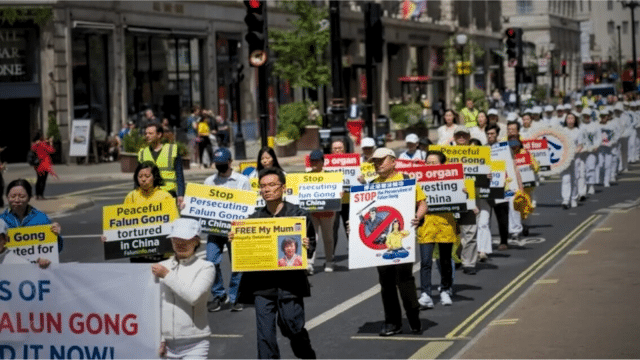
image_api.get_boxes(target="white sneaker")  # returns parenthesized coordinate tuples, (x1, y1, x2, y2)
(324, 263, 334, 273)
(418, 292, 434, 309)
(440, 290, 452, 306)
(571, 200, 577, 208)
(588, 185, 595, 195)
• • • • •
Make an exact copy of the listing above. Do not include the pictures.

◆ RESULT ◆
image_api.get_boxes(target="white sneaker")  # returns parenthesized coordinate tuples, (x1, y1, x2, y2)
(324, 263, 334, 273)
(418, 292, 434, 309)
(440, 290, 452, 306)
(571, 200, 577, 208)
(588, 185, 595, 195)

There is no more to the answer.